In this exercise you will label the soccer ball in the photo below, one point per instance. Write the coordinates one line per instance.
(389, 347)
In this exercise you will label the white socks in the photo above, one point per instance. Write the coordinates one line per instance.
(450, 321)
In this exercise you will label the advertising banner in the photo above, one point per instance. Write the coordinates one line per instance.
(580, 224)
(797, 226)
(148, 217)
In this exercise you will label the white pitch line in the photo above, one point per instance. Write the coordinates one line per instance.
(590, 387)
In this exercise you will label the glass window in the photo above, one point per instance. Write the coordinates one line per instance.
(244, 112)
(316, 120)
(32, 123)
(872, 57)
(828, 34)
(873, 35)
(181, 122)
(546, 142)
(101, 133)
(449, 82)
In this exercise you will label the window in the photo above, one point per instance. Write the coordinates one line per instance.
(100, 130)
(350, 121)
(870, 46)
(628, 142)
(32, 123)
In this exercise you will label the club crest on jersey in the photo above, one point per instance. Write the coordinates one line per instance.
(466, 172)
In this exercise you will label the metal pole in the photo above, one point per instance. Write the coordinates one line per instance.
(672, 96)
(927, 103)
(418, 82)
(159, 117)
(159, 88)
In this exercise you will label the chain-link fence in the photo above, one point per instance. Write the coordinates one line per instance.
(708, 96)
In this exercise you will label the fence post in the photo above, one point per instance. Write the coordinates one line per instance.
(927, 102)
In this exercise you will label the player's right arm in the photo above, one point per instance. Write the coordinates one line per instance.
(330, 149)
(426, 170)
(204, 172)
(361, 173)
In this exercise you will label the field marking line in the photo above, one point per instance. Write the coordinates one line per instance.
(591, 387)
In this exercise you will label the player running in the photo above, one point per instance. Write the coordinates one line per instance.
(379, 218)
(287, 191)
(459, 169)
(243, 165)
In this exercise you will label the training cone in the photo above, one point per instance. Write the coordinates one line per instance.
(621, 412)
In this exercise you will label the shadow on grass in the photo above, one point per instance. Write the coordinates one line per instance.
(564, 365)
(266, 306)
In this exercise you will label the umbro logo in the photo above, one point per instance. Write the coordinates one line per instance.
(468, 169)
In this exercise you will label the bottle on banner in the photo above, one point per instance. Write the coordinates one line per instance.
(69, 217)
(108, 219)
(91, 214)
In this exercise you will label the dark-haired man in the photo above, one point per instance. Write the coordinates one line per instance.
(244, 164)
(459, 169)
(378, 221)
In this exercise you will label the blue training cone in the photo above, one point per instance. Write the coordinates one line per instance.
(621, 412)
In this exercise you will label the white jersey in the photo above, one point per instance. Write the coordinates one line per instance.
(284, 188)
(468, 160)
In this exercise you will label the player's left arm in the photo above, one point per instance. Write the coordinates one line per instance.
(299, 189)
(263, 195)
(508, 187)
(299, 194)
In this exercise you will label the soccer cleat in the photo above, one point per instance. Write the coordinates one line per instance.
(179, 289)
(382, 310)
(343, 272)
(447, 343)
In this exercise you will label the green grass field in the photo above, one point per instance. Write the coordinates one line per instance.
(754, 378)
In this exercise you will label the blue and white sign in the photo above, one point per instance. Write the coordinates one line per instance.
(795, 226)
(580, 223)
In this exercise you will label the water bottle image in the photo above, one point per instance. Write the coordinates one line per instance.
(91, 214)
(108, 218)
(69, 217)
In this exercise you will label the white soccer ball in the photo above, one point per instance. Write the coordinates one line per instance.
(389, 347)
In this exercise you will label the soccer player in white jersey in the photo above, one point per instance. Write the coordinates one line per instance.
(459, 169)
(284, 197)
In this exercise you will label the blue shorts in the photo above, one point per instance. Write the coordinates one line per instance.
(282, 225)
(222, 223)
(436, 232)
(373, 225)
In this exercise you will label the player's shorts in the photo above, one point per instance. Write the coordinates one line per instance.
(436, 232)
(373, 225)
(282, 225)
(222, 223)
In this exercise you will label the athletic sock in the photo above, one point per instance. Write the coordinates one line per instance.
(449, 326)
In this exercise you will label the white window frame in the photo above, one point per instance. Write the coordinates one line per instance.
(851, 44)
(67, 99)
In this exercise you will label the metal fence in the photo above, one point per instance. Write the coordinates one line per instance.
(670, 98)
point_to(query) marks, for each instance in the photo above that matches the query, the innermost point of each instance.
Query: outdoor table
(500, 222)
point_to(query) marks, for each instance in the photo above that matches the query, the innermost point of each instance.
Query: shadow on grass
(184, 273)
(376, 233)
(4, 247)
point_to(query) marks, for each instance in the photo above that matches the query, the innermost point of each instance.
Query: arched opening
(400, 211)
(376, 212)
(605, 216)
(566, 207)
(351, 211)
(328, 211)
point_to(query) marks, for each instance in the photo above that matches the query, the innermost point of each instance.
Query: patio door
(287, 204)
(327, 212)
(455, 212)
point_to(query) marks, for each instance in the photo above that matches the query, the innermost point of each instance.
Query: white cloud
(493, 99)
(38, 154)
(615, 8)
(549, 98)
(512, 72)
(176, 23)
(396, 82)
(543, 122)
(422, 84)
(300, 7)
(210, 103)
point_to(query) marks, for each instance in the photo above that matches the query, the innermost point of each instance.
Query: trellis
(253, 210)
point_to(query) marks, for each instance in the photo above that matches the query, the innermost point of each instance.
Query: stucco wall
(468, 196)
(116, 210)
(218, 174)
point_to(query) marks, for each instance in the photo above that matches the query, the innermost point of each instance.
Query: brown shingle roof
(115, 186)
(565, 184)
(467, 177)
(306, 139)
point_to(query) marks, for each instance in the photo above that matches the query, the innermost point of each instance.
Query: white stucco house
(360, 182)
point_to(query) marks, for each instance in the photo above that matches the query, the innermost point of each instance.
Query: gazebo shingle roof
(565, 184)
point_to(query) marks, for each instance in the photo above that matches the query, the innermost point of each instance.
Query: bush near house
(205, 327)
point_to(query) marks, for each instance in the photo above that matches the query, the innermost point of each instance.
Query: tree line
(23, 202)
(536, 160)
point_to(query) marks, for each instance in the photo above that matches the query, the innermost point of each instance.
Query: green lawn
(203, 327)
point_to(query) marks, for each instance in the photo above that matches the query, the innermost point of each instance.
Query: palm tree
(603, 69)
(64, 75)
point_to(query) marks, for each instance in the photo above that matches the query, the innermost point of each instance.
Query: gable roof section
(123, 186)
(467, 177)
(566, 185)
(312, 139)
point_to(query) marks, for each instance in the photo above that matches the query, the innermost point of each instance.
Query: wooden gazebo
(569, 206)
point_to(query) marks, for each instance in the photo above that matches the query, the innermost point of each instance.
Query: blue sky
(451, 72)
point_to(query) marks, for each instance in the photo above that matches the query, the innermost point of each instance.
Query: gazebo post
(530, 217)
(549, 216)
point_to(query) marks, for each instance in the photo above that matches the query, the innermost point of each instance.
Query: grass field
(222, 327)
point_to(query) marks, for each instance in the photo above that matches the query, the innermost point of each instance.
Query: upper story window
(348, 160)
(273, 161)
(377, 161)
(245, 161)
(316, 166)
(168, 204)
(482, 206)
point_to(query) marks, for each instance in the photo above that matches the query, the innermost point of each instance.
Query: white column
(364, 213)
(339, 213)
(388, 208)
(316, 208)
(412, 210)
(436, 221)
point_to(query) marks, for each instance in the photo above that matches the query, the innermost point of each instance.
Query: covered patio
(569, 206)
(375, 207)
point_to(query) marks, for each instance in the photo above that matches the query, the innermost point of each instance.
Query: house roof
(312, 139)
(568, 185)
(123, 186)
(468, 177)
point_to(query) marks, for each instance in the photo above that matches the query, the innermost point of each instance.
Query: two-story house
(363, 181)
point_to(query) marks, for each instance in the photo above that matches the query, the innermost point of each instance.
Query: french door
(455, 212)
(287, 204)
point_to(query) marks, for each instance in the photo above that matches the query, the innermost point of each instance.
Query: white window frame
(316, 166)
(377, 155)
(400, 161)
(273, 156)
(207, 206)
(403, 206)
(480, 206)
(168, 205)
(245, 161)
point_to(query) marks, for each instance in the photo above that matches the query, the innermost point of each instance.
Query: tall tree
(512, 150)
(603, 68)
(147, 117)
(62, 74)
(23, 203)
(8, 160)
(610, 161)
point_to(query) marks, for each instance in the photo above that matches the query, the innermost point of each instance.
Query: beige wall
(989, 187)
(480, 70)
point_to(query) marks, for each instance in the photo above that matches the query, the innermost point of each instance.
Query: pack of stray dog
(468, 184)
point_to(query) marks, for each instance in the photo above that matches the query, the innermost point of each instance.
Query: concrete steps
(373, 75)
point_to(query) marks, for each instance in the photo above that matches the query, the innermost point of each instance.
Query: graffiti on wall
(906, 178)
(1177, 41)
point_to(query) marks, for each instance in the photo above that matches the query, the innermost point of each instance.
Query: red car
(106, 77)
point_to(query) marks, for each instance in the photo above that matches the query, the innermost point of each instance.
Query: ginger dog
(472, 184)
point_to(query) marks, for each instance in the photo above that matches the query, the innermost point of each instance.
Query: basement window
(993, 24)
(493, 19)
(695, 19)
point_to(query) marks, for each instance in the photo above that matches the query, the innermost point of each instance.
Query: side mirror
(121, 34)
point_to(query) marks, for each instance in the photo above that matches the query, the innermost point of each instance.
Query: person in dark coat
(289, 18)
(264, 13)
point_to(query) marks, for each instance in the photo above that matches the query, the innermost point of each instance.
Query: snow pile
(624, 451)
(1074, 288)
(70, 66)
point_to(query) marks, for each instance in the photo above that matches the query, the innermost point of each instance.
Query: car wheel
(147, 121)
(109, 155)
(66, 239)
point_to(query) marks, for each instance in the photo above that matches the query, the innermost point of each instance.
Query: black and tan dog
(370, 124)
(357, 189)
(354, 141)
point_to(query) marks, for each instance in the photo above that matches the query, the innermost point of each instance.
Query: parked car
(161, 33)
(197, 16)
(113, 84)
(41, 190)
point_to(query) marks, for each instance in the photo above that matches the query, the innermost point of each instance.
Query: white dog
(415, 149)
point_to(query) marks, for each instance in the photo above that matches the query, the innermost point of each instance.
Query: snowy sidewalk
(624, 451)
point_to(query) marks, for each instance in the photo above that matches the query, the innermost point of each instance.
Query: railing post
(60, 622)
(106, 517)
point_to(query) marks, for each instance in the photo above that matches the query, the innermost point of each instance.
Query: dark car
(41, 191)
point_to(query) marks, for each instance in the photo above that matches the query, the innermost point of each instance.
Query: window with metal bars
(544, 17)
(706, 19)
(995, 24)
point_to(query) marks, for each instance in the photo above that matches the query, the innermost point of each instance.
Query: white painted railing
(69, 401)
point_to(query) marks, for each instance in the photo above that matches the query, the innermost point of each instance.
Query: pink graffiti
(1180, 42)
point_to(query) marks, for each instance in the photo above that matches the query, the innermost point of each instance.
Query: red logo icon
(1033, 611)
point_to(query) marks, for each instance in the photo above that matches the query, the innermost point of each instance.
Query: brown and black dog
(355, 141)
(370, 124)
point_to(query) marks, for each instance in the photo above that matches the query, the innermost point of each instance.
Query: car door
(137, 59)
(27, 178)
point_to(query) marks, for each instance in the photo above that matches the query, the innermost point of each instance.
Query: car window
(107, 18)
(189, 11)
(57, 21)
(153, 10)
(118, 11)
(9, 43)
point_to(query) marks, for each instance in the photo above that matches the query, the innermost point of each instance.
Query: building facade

## Task description
Please copy nothing but the lines from the one that holds "Query: pink graffiti" through the last line of the material above, exactly as written.

## Answer to this problem
Query: pink graffiti
(1180, 42)
point_to(query) marks, for each instance in the photo above that matches the query, the innermost point of each instance.
Query: red logo icon
(1033, 611)
point_to(query) marks, for each instance in the photo above that matches the query, the innermost point of each instance.
Query: brown and black dog
(355, 141)
(370, 124)
point_to(query) marks, for each instance in the photo above that matches the query, the innermost point of each instance.
Query: car door
(137, 59)
(27, 178)
point_to(query) marks, for each instance in the photo above that matches the query, the innermost point of each instance.
Query: car window
(107, 18)
(189, 11)
(57, 21)
(153, 10)
(118, 11)
(9, 43)
point_to(query) marks, for each instance in the photo above that matches the query, the innermost point of each instance.
Query: building facade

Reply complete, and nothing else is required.